ASSIGNED TASK 1
Update the text on failure analysis, starting with "The job of hardware" and going on through "gains right away.", so that "incident analysis" replaces "hardware failure analysis".
ASSIGNED TASK 2
Answer these questions from the text on failure analysis.
(a) Who becomes more adept at noticing patterns?
(b) With sustained effort, what will the organization find itself with?
(c) Besides millions of dollars in downtime costs, what is at stake?

TEXT UNDER STUDY
The job of hardware failure analysis is never done, but it does get easier with time. Custom-built tools can be improved, people leading the charge become more adept at noticing patterns, and remedies become more effective based on previous experience. With sustained effort, the organization will find itself with far fewer avoidable repairs and associated outages. And with millions of dollars in downtime costs along with brand reputation and customer loyalty at stake, there is good reason to grab for these attainable resilience gains right away.

DATA EXTRACTS
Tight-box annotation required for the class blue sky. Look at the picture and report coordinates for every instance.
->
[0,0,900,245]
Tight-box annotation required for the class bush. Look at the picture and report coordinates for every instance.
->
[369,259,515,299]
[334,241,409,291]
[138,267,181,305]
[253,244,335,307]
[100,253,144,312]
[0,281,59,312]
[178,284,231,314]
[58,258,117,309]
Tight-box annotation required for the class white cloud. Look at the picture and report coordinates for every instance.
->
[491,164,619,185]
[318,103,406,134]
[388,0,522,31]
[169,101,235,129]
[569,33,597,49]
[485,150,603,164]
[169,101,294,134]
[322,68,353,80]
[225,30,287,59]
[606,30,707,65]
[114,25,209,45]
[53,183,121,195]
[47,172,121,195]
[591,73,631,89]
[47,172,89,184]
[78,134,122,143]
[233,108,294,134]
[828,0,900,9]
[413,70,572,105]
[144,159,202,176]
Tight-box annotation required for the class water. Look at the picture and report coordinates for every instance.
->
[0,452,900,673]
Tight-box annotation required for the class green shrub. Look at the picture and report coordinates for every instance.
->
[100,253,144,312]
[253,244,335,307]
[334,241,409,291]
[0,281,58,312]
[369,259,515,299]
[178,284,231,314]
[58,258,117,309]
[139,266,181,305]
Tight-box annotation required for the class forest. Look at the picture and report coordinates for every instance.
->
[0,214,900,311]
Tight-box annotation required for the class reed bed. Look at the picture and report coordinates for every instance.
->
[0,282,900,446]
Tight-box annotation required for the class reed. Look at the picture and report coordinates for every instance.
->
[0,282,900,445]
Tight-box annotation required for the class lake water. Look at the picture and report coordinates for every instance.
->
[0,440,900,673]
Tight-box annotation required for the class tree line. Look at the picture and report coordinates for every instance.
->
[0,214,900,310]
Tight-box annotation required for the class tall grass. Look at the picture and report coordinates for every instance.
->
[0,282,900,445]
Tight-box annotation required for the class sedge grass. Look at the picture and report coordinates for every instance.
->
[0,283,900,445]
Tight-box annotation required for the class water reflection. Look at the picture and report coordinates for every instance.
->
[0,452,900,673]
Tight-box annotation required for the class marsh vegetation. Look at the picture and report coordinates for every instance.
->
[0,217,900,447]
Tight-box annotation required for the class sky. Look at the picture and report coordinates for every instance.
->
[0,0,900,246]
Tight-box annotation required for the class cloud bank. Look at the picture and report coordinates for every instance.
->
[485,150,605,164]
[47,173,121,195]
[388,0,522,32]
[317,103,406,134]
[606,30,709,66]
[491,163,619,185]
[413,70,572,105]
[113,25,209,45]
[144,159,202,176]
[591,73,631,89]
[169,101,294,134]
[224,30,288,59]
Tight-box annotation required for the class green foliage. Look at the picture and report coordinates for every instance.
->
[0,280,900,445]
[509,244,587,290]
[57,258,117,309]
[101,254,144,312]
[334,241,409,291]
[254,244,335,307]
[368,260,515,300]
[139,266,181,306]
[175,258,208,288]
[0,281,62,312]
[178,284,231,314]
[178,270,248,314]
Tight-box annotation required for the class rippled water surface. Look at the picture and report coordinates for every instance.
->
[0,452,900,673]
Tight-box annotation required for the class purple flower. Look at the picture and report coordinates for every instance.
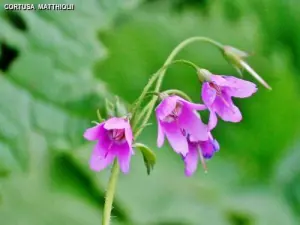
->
[83,117,134,173]
[202,75,257,130]
[155,96,208,156]
[183,133,220,176]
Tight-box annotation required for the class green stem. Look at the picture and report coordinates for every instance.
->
[134,37,224,139]
[102,159,120,225]
[102,37,223,225]
[163,89,193,102]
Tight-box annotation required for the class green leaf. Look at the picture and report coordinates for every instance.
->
[134,143,156,175]
[0,0,141,225]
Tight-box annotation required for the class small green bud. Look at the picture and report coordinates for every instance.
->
[115,96,128,117]
[134,143,156,175]
[223,46,272,90]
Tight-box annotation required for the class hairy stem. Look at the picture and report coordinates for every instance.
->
[102,37,223,225]
[163,89,192,102]
[102,159,120,225]
[135,37,224,139]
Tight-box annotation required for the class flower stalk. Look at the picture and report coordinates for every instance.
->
[94,37,264,225]
[102,159,120,225]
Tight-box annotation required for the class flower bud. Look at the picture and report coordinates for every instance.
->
[197,69,212,82]
[223,46,272,90]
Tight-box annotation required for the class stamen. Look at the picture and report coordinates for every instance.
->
[164,102,182,122]
[198,147,208,173]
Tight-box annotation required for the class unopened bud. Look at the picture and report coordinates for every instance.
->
[223,46,272,90]
[197,69,213,82]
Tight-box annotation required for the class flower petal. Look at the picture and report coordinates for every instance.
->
[157,119,165,148]
[90,140,115,171]
[212,94,242,123]
[211,75,227,87]
[176,96,207,111]
[224,76,257,98]
[118,144,133,174]
[161,122,188,156]
[184,143,199,177]
[104,117,130,130]
[155,96,177,120]
[178,105,208,141]
[125,126,133,148]
[208,110,218,131]
[201,82,217,106]
[83,123,104,141]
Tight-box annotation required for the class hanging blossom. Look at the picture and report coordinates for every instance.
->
[183,132,220,176]
[155,96,208,156]
[202,71,257,129]
[84,117,134,173]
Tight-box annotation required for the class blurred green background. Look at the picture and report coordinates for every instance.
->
[0,0,300,225]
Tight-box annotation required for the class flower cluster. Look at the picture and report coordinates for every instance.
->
[84,70,257,176]
[156,75,257,176]
[84,37,271,179]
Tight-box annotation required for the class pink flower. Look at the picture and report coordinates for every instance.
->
[183,133,220,176]
[202,75,257,130]
[155,96,208,156]
[84,117,134,173]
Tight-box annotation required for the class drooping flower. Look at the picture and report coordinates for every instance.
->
[202,75,257,130]
[155,96,208,155]
[183,133,220,176]
[84,117,134,173]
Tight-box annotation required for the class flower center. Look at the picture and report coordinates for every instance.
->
[208,82,222,96]
[164,102,182,123]
[109,129,125,142]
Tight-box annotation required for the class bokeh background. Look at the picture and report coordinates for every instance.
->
[0,0,300,225]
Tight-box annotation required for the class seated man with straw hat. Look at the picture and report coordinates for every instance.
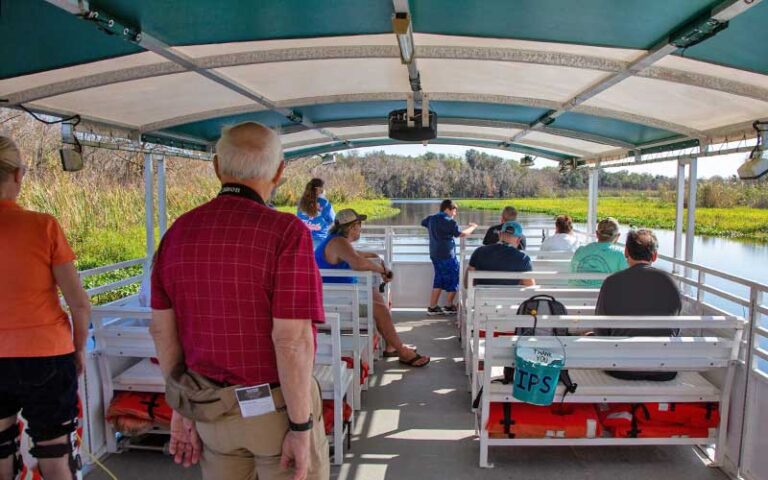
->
[315,208,430,367]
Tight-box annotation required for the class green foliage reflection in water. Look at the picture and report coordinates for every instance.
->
[460,197,768,242]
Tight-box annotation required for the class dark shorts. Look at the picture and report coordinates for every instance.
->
[432,257,459,292]
[0,354,77,439]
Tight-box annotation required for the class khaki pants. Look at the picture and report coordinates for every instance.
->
[196,382,330,480]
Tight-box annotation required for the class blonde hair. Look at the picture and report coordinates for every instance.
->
[0,135,24,183]
[216,122,283,179]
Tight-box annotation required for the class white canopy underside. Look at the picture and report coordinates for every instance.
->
[0,34,768,159]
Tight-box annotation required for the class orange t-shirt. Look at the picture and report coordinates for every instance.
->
[0,200,75,357]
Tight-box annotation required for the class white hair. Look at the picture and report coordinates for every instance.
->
[0,135,23,182]
[216,122,283,180]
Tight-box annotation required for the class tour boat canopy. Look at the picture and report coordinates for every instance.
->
[0,0,768,165]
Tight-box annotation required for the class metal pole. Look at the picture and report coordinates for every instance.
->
[685,158,698,290]
[144,153,155,266]
[587,168,600,235]
[672,162,685,273]
[155,155,168,239]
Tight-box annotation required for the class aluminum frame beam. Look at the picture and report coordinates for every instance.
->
[137,92,704,141]
[500,0,760,148]
[5,45,768,106]
[285,137,567,162]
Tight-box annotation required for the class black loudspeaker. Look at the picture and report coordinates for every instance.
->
[389,108,437,142]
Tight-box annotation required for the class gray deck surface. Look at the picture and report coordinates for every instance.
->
[86,312,728,480]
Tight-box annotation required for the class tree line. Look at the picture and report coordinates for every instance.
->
[275,150,768,208]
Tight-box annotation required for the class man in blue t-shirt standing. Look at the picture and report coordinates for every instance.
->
[421,200,477,315]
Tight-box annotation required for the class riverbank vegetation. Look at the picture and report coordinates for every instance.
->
[0,109,768,274]
[459,195,768,242]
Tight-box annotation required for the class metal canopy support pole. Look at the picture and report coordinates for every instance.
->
[685,158,698,277]
[144,153,155,268]
[587,168,600,235]
[672,161,685,273]
[155,155,168,239]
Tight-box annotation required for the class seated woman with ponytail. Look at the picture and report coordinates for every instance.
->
[296,178,336,248]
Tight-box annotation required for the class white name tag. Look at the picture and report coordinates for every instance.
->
[235,383,275,418]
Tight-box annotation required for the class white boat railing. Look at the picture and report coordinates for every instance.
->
[80,225,768,476]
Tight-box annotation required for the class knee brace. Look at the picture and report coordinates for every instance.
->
[29,420,83,480]
[0,423,22,478]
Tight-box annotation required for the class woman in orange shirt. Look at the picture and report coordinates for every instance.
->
[0,136,91,480]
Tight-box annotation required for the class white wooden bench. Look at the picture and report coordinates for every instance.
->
[478,315,746,467]
[313,311,359,465]
[464,285,600,399]
[323,283,373,410]
[320,269,380,362]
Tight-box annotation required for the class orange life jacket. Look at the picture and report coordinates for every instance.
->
[485,402,602,438]
[106,392,173,435]
[597,403,720,438]
[341,357,370,385]
[597,402,720,429]
[323,400,352,435]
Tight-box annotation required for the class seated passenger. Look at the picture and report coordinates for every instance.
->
[464,222,535,287]
[541,215,579,252]
[595,229,683,381]
[315,208,430,367]
[571,217,627,287]
[483,206,526,250]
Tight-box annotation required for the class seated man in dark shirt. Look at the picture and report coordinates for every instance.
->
[464,222,534,286]
[595,229,682,381]
[483,206,525,250]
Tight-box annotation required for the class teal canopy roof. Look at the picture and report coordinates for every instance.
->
[0,0,768,161]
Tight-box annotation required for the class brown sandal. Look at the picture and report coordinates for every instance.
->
[400,353,432,368]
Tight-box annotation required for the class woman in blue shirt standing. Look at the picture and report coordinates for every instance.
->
[296,178,336,248]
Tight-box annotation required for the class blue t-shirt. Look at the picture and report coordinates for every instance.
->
[296,197,336,245]
[421,212,461,260]
[315,234,357,283]
[469,243,533,285]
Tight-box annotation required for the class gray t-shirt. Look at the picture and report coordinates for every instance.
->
[595,263,683,381]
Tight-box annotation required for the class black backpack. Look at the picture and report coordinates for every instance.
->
[502,295,578,398]
[472,295,579,411]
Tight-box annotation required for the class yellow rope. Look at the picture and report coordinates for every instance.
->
[75,433,119,480]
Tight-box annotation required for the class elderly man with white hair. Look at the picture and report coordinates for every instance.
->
[151,122,329,480]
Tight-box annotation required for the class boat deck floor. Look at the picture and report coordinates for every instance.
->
[86,312,728,480]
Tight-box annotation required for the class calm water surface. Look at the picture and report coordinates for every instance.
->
[371,200,768,290]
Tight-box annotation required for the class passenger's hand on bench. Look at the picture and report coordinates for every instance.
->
[168,410,203,467]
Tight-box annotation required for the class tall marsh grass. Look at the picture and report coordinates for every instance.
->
[459,196,768,242]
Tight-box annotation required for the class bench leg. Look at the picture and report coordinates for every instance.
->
[333,400,344,465]
[480,429,493,468]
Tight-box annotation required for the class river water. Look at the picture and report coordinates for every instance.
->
[371,200,768,295]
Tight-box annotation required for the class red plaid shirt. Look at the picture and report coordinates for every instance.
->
[152,190,325,385]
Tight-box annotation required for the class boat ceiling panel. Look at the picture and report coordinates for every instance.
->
[174,33,397,58]
[413,32,645,62]
[520,132,616,153]
[280,130,329,145]
[585,77,768,130]
[682,2,768,74]
[90,0,392,45]
[652,55,768,90]
[419,59,606,102]
[0,52,168,95]
[0,0,768,161]
[0,0,144,79]
[551,112,679,145]
[32,72,251,128]
[410,0,719,50]
[213,58,410,102]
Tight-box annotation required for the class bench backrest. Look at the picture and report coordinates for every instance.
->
[323,283,360,329]
[473,285,600,318]
[485,315,746,371]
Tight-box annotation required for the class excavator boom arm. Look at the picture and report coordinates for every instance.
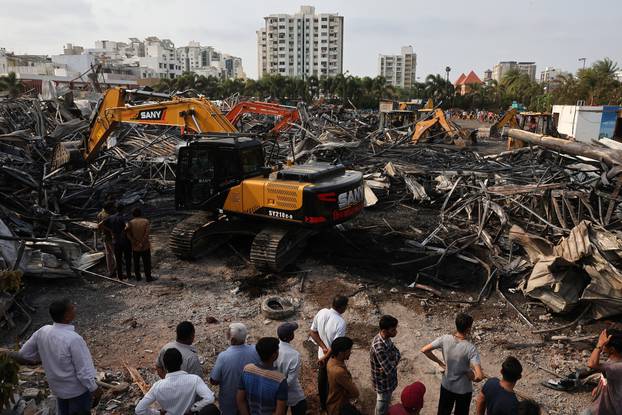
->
[53,88,237,168]
[412,108,464,144]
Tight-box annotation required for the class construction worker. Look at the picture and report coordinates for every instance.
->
[125,208,153,282]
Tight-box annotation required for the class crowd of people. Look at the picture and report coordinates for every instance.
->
[97,200,153,282]
[7,295,622,415]
[446,109,503,124]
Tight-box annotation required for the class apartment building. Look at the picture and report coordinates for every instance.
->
[492,61,536,82]
[257,6,343,78]
[378,46,417,89]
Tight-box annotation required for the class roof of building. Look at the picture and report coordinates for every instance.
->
[454,72,466,86]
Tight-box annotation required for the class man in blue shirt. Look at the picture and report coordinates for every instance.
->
[210,323,259,415]
[237,337,287,415]
[477,356,523,415]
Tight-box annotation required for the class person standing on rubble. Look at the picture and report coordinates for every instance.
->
[156,321,203,379]
[326,337,360,415]
[236,337,287,415]
[309,295,348,411]
[97,200,116,277]
[582,329,622,415]
[421,313,484,415]
[275,322,307,415]
[369,315,402,415]
[135,349,216,415]
[10,299,102,415]
[99,203,132,280]
[477,356,523,415]
[210,323,260,415]
[126,207,153,282]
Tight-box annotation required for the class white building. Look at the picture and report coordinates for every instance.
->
[257,6,343,78]
[552,105,622,143]
[176,42,246,79]
[378,46,417,88]
[540,66,569,83]
[492,61,536,82]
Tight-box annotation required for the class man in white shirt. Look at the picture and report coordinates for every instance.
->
[11,299,101,415]
[309,295,348,411]
[274,323,307,415]
[136,348,214,415]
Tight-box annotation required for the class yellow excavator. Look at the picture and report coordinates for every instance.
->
[412,108,475,147]
[489,108,560,150]
[52,88,364,271]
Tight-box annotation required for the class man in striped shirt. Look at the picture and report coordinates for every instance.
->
[237,337,287,415]
[369,315,401,415]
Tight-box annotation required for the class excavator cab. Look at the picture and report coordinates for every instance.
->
[175,136,266,210]
[170,134,365,271]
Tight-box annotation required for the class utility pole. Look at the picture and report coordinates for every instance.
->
[579,58,586,69]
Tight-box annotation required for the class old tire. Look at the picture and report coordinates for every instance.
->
[261,295,296,320]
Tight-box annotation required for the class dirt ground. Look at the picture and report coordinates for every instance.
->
[0,210,602,414]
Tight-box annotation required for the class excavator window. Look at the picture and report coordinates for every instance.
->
[240,147,264,177]
[189,151,214,180]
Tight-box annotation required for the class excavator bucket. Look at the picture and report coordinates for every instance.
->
[52,141,85,170]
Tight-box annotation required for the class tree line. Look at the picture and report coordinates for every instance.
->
[0,58,622,112]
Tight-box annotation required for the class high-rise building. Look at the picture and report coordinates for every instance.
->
[492,61,536,82]
[378,46,417,88]
[257,6,343,78]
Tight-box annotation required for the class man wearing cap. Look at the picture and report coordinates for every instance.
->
[156,321,203,379]
[369,315,402,415]
[275,322,307,415]
[388,382,425,415]
[210,323,260,415]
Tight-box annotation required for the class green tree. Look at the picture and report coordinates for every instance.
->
[0,72,24,98]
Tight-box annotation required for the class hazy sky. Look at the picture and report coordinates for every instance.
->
[0,0,622,80]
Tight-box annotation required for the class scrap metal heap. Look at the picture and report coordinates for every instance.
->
[0,92,622,324]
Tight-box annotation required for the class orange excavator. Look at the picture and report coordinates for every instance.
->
[52,88,365,271]
[412,108,475,147]
[225,101,300,134]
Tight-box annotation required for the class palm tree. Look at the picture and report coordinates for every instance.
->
[425,74,453,103]
[592,58,620,78]
[0,72,24,98]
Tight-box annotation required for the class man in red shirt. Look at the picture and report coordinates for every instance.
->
[388,382,425,415]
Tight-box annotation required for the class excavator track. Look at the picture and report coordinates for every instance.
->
[251,226,315,272]
[169,212,228,259]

WRITTEN SOLUTION 1
The job of incident analysis is never done, but it does get easier with time. Custom-built tools can be improved, people leading the charge become more adept at noticing patterns, and remedies become more effective based on previous experience. With sustained effort, the organization will find itself with far fewer avoidable repairs and associated outages. And with millions of dollars in downtime costs along with brand reputation and customer loyalty at stake, there is good reason to grab for these attainable resilience gains right away.

WRITTEN SOLUTION 2
(a) The people leading the charge.
(b) Far fewer avoidable repairs and associated outages.
(c) Brand reputation and customer loyalty.